## Exercise goal
List each line of the records below that contains the word "capped".

## The records
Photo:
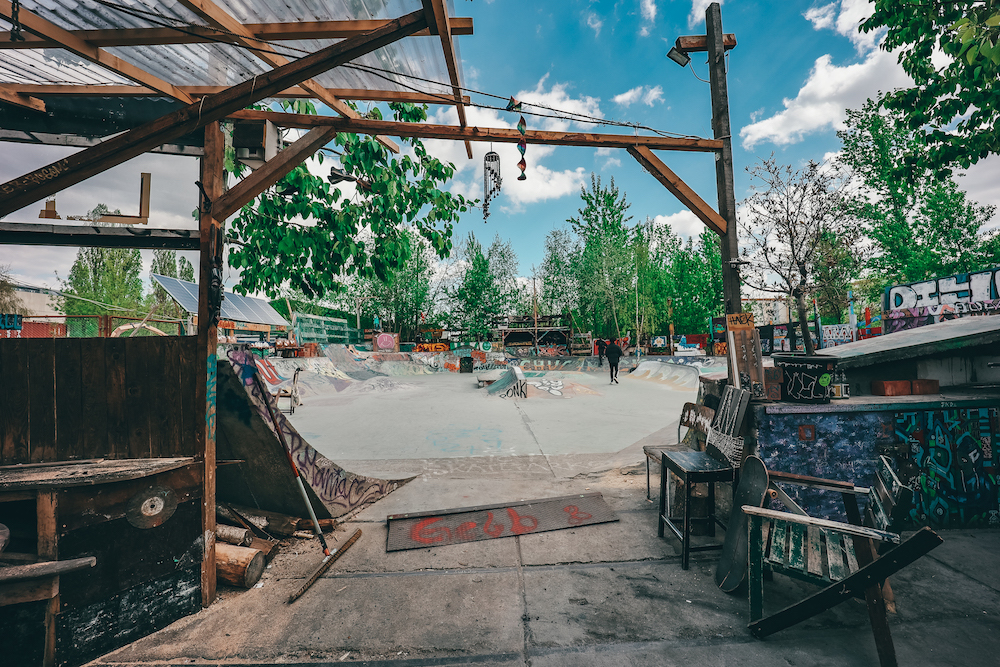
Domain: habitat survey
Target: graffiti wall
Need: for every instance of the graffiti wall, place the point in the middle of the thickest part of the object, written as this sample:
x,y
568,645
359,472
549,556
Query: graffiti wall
x,y
911,318
960,288
948,456
952,465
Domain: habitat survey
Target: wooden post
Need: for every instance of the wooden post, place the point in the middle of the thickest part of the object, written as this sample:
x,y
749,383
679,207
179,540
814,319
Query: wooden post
x,y
724,159
212,179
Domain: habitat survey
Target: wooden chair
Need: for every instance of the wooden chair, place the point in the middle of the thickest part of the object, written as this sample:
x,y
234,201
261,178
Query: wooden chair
x,y
841,557
291,393
718,463
693,417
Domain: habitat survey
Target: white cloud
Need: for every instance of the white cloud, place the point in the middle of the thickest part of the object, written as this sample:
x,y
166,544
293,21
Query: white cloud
x,y
649,96
844,17
594,23
629,96
698,8
683,223
821,101
653,95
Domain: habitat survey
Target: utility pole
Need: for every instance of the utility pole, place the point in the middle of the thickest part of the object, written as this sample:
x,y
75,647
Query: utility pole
x,y
724,159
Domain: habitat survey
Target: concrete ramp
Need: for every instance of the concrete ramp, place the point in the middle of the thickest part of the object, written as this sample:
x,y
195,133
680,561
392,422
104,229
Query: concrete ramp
x,y
264,479
512,384
675,376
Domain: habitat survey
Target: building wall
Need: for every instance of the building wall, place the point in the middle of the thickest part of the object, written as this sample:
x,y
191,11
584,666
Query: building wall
x,y
948,455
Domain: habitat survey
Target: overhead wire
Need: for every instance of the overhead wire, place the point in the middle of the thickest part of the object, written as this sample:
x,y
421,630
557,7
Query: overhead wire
x,y
558,114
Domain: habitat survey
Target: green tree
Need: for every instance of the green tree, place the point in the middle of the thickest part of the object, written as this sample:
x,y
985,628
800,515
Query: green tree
x,y
955,109
558,292
109,276
920,227
404,295
336,238
604,266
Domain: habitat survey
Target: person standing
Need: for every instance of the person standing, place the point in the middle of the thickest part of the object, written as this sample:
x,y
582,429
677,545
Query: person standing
x,y
613,353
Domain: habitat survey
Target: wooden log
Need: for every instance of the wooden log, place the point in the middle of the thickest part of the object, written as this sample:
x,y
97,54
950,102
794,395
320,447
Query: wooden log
x,y
238,566
241,537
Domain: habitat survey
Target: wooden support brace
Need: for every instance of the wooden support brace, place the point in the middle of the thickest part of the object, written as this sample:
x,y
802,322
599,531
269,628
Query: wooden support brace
x,y
679,188
273,171
61,174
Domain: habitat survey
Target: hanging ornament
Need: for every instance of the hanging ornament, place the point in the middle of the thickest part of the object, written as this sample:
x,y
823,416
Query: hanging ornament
x,y
491,181
522,145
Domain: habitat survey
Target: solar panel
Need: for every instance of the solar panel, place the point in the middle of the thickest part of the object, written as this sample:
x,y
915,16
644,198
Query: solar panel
x,y
235,307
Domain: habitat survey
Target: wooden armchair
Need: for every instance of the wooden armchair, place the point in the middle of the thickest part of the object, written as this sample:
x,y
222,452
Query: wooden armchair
x,y
840,557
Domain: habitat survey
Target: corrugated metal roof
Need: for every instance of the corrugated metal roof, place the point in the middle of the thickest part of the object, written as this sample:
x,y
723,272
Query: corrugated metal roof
x,y
221,64
235,307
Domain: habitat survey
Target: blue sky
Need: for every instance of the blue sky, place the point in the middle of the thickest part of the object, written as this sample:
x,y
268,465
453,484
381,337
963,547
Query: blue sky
x,y
797,66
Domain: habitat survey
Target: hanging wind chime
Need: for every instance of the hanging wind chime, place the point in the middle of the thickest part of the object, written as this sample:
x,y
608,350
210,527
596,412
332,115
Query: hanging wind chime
x,y
515,105
491,180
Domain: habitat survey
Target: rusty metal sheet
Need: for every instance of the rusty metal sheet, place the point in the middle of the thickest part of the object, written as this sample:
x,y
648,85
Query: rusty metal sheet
x,y
486,522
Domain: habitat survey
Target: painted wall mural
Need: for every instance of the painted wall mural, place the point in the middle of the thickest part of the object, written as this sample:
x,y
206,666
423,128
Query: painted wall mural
x,y
959,288
952,465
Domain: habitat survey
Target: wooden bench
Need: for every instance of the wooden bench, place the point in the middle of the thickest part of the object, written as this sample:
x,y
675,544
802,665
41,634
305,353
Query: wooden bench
x,y
693,417
840,557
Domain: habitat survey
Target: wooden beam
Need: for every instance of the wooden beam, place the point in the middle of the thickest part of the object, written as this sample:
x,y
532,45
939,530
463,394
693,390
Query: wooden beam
x,y
272,32
679,189
695,43
273,171
428,131
45,90
88,51
210,266
52,178
441,26
10,95
219,18
27,233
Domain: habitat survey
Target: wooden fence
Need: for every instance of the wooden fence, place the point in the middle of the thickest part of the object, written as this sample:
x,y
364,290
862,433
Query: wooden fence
x,y
86,398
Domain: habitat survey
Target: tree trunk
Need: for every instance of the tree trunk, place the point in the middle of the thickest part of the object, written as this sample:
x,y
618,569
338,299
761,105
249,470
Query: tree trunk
x,y
800,303
238,566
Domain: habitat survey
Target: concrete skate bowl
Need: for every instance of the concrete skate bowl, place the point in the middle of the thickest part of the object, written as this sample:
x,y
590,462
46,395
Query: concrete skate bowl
x,y
264,477
674,376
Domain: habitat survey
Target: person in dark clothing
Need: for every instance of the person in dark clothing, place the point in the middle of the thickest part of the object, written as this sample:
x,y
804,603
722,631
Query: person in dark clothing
x,y
613,353
601,346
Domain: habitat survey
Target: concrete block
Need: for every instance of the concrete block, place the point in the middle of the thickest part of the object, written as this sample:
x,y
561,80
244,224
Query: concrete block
x,y
891,387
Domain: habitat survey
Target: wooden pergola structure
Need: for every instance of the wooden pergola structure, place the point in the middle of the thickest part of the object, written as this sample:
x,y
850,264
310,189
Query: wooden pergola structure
x,y
196,110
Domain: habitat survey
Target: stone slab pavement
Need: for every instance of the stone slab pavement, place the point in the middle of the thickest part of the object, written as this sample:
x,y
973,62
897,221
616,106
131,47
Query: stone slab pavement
x,y
610,594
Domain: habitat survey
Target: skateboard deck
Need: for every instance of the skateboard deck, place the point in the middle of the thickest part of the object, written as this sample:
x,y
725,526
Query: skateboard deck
x,y
752,490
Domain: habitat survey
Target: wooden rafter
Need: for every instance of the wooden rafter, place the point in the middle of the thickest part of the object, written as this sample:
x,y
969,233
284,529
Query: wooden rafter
x,y
440,25
499,135
11,95
219,18
679,189
271,172
86,50
52,178
273,32
45,90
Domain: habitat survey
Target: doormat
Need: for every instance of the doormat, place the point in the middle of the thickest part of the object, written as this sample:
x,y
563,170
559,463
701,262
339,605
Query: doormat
x,y
487,522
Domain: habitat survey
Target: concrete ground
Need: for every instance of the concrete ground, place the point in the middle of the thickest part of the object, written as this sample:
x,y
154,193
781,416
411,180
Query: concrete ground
x,y
609,594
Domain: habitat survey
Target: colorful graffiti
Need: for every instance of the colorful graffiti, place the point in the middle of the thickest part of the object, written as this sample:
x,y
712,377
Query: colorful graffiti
x,y
960,288
952,465
911,318
342,492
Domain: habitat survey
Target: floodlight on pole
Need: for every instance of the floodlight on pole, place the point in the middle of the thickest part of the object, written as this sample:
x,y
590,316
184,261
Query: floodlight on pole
x,y
678,56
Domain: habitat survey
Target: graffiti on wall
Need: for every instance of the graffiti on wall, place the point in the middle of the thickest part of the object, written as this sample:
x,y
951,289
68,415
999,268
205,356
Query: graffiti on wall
x,y
911,318
959,288
341,491
952,465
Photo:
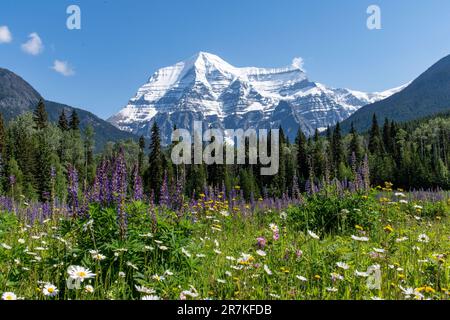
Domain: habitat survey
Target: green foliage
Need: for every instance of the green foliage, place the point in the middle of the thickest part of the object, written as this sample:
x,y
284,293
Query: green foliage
x,y
327,212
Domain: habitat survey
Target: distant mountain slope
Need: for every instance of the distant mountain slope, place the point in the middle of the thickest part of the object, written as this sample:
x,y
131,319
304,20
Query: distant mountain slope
x,y
17,96
428,94
209,89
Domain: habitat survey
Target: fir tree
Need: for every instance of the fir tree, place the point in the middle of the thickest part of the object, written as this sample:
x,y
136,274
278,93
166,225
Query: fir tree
x,y
354,147
141,154
40,116
63,124
74,121
375,142
302,157
155,169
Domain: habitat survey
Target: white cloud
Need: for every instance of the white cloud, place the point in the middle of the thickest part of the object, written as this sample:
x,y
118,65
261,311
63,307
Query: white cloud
x,y
5,34
34,45
298,62
63,68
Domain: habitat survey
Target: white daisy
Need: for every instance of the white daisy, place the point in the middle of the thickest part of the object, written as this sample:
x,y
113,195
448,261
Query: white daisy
x,y
158,277
89,289
185,252
224,213
423,238
361,274
9,296
362,239
261,253
342,265
50,290
150,297
267,270
313,235
301,278
79,273
145,290
5,246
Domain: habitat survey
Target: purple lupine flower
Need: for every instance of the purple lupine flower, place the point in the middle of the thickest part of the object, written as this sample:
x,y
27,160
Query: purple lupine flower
x,y
137,184
73,191
295,188
276,236
177,201
261,242
164,200
366,173
119,186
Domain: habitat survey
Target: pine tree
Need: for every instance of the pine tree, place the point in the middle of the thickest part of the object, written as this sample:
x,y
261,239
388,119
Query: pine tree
x,y
74,121
43,166
354,147
89,155
141,154
375,142
387,136
2,137
337,148
302,157
40,116
63,124
155,169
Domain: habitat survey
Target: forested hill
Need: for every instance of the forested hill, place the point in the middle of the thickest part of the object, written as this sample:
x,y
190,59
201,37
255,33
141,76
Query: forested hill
x,y
17,97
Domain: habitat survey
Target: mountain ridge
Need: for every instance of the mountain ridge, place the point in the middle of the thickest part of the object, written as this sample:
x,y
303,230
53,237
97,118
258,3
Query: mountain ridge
x,y
428,94
17,96
205,87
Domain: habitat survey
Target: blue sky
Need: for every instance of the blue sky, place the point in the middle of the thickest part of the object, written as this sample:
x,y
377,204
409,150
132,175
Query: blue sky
x,y
122,42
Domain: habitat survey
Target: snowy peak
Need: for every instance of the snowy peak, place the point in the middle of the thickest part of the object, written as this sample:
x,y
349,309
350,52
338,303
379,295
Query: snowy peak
x,y
206,87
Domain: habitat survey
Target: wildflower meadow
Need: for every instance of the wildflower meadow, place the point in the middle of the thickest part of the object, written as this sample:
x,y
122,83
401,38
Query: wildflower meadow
x,y
335,241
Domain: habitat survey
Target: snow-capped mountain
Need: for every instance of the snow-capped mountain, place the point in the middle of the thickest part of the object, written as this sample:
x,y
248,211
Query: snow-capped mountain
x,y
207,88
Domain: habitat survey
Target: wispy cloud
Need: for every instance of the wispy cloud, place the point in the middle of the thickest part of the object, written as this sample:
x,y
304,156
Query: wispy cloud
x,y
63,68
5,34
298,62
34,45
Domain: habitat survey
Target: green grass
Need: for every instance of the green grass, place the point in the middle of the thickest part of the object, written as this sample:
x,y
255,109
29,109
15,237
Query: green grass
x,y
195,253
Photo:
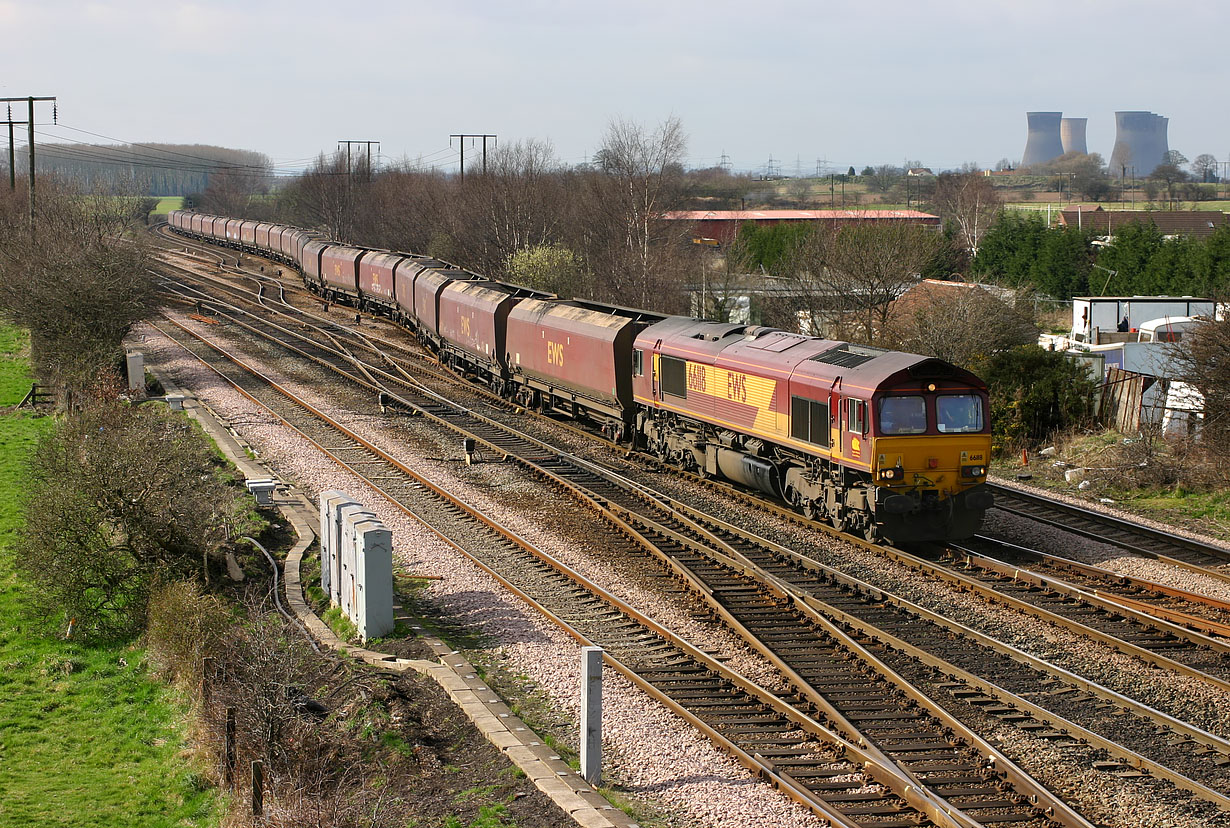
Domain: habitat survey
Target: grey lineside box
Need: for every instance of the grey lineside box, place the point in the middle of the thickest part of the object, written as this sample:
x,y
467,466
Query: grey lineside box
x,y
356,564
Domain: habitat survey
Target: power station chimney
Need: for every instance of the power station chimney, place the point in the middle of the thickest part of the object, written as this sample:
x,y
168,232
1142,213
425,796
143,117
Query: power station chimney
x,y
1043,142
1071,134
1140,142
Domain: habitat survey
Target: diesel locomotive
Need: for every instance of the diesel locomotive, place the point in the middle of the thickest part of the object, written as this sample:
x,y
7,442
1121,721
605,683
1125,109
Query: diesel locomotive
x,y
880,443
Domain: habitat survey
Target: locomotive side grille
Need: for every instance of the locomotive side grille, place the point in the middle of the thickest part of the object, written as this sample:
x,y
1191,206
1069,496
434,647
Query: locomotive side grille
x,y
849,356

## Answer to this exercise
Target: snow-capped mountain
Need: for every instance of the snow-capped mountain, place the point in the middle of the thickest part of the object, written as this sample:
Query: snow-capped mountain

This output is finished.